▶ [WHAT NEEDS TO BE DONE] Go through the entries below and print, exactly, the lines starting at the one with "Point | tag one point per instance of the stone figure" and ending at the one with "Point | tag one point per instance of the willow", keeping both ends and no others.

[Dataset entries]
•••••
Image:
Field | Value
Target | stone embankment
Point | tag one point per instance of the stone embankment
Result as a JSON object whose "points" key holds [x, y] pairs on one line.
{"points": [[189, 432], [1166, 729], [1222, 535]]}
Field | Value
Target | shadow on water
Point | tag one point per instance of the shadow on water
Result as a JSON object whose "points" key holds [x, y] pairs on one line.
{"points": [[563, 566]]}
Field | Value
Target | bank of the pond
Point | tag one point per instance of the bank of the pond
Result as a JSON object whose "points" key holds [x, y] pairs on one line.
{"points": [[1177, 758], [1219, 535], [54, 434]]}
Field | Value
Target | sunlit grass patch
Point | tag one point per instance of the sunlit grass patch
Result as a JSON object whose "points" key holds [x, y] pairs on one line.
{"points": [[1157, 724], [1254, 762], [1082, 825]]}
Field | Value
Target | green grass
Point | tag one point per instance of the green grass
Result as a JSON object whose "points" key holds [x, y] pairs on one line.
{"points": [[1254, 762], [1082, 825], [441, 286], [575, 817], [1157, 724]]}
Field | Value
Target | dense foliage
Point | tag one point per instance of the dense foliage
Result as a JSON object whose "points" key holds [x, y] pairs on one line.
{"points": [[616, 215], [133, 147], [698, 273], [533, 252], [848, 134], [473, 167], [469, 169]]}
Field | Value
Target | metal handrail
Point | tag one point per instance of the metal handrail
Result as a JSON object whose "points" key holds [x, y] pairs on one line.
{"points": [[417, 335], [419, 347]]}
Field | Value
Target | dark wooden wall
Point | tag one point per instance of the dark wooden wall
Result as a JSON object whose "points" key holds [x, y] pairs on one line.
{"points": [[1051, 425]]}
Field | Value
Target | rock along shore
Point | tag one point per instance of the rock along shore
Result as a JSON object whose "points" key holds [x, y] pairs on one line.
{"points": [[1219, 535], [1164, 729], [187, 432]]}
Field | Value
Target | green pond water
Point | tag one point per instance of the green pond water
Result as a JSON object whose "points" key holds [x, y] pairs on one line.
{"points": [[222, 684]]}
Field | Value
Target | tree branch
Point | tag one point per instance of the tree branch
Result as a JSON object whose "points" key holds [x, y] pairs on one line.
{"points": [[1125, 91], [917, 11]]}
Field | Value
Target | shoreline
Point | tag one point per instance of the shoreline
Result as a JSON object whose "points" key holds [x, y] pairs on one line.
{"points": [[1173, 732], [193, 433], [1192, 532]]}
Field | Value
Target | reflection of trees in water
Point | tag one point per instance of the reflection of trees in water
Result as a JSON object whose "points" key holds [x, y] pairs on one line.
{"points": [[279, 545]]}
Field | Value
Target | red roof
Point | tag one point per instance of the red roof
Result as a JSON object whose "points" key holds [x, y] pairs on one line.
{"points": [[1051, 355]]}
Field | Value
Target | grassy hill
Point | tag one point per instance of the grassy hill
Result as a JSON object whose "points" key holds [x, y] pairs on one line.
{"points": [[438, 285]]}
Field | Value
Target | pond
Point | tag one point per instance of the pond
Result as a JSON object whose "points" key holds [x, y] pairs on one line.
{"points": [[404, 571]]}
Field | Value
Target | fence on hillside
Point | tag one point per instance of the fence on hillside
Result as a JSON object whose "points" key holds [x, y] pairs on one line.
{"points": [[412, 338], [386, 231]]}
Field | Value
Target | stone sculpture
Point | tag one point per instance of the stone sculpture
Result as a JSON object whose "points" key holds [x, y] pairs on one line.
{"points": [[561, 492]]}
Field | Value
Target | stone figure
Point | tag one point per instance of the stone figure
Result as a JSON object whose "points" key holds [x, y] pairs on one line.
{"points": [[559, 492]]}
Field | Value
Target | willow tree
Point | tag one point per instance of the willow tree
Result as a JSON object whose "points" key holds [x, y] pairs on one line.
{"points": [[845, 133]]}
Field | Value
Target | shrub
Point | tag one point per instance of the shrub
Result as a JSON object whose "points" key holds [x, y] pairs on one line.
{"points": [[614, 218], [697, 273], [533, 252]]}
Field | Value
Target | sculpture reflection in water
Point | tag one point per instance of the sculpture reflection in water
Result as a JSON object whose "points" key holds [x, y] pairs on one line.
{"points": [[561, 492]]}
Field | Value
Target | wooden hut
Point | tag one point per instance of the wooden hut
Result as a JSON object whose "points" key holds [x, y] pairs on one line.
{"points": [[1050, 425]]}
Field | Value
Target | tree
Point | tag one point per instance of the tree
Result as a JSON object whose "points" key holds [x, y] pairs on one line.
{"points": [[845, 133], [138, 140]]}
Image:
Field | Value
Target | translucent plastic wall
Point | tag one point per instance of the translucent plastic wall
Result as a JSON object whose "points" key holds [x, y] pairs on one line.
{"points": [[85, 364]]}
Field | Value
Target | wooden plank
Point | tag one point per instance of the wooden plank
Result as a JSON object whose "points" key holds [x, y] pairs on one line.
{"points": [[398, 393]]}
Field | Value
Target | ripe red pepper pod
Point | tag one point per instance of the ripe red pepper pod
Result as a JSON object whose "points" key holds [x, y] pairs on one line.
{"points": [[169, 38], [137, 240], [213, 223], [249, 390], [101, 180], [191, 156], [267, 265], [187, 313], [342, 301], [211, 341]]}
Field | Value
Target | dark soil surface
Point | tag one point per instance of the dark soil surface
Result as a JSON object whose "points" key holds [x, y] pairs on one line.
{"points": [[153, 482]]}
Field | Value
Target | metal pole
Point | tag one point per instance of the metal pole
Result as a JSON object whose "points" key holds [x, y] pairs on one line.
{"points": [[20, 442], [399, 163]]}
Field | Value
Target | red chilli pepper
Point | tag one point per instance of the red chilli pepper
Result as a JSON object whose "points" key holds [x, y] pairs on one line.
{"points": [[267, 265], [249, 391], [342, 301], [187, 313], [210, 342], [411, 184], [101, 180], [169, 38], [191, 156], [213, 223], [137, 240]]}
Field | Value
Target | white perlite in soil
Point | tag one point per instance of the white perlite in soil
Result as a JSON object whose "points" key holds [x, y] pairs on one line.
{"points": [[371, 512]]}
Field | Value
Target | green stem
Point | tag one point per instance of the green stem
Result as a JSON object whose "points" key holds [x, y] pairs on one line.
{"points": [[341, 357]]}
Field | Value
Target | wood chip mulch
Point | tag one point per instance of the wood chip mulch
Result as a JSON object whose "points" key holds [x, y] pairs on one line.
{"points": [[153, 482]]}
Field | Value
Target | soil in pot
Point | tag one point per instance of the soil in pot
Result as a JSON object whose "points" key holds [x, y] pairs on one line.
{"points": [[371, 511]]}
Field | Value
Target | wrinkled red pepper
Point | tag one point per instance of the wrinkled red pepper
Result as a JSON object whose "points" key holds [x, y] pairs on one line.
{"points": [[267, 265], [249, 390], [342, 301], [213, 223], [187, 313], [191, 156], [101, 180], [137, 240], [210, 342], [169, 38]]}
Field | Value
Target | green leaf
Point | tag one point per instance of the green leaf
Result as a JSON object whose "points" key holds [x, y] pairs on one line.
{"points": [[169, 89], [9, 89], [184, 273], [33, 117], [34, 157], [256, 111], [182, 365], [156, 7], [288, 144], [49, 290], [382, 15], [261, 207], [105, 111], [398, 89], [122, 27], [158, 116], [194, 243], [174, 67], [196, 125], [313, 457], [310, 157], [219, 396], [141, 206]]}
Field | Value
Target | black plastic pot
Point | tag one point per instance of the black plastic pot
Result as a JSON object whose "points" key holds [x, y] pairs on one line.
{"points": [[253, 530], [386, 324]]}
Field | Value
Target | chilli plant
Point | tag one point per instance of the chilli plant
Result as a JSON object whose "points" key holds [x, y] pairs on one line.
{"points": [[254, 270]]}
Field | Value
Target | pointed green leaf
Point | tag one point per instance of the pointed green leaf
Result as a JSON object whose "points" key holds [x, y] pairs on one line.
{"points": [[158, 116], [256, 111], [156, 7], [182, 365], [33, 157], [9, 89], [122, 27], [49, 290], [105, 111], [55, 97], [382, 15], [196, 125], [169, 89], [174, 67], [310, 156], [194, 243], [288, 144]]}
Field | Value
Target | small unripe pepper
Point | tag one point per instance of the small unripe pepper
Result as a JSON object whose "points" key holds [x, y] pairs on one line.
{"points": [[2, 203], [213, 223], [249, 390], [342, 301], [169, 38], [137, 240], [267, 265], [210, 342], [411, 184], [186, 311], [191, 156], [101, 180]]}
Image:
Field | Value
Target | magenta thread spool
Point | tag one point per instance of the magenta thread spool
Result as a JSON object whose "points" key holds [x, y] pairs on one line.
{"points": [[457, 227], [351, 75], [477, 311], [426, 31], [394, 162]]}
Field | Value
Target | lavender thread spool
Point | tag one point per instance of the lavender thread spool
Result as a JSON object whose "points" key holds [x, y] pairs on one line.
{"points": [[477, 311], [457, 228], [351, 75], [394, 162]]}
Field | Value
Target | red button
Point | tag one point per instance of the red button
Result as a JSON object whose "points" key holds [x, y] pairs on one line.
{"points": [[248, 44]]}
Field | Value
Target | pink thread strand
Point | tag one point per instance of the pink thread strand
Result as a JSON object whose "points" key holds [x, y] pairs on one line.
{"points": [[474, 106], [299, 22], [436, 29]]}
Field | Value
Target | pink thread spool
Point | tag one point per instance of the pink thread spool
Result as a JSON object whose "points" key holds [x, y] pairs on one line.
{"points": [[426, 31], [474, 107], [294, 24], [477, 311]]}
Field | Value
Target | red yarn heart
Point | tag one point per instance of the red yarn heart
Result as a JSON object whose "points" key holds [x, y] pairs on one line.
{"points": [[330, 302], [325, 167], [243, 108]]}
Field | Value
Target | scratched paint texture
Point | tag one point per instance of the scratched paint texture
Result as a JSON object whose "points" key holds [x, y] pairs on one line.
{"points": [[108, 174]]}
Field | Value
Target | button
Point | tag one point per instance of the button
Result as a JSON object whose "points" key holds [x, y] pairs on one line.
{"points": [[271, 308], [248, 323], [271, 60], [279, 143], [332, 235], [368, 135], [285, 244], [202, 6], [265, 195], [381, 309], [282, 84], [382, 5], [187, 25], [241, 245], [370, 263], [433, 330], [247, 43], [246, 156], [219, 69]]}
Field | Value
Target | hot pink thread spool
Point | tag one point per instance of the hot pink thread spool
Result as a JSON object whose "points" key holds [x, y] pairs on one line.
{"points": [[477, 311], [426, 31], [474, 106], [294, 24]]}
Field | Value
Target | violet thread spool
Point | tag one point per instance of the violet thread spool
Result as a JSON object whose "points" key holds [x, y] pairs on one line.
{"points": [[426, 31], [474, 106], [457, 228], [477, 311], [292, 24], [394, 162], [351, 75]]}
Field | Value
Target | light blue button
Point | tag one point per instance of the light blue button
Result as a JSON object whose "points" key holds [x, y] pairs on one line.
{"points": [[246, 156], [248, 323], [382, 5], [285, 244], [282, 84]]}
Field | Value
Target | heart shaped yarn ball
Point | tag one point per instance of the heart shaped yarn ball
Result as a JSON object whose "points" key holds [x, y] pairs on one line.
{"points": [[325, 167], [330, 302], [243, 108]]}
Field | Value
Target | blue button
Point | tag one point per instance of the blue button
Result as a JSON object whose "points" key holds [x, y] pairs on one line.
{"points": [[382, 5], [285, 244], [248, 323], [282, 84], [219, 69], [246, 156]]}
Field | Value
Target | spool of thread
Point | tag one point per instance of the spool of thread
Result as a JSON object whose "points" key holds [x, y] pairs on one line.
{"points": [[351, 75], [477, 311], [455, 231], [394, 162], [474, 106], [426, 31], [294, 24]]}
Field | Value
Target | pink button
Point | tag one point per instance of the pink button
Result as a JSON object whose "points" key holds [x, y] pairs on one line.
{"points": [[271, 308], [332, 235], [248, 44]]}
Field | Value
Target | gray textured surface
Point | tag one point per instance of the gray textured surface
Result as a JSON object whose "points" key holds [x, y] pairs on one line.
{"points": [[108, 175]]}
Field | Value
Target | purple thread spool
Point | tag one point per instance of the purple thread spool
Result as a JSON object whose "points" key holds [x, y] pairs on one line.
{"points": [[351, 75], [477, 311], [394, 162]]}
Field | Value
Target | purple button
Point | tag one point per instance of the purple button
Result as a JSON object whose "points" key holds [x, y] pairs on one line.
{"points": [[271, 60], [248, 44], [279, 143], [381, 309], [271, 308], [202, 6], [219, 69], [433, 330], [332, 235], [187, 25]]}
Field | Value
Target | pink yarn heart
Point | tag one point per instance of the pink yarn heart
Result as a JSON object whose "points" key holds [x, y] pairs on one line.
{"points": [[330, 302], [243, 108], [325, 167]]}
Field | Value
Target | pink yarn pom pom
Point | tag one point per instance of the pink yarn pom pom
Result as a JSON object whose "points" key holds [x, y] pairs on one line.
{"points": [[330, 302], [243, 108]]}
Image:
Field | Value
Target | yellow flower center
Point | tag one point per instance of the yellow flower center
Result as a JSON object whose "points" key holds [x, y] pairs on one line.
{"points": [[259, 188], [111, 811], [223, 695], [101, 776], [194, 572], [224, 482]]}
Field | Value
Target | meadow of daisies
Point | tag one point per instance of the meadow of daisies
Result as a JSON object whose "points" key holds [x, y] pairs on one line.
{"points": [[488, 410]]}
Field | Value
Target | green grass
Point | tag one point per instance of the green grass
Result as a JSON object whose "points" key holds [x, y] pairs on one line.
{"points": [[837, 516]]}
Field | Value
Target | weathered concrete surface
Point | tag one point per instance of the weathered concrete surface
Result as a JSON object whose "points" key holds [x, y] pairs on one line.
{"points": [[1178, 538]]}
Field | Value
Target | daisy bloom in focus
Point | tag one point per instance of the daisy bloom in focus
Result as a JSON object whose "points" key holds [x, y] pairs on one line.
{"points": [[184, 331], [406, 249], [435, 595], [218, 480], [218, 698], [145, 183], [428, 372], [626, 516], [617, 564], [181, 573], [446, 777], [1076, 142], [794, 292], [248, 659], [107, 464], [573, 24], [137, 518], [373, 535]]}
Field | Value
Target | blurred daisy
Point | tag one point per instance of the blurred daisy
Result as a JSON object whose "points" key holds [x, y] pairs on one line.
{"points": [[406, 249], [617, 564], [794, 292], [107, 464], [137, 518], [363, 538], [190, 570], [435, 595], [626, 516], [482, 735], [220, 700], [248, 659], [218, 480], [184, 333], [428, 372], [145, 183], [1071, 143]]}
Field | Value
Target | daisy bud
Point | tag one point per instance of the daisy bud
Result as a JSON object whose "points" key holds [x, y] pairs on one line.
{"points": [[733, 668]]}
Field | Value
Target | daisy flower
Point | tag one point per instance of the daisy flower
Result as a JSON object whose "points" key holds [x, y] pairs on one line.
•••••
▶ [RESULT OF THIS TASK]
Point | tag one point per instance of the stone figure
Result as a JSON object whose "points" key holds [x, y] pairs on one line.
{"points": [[559, 492]]}
Field | Value
Target | willow tree
Point | tag one point per instance of the willow tree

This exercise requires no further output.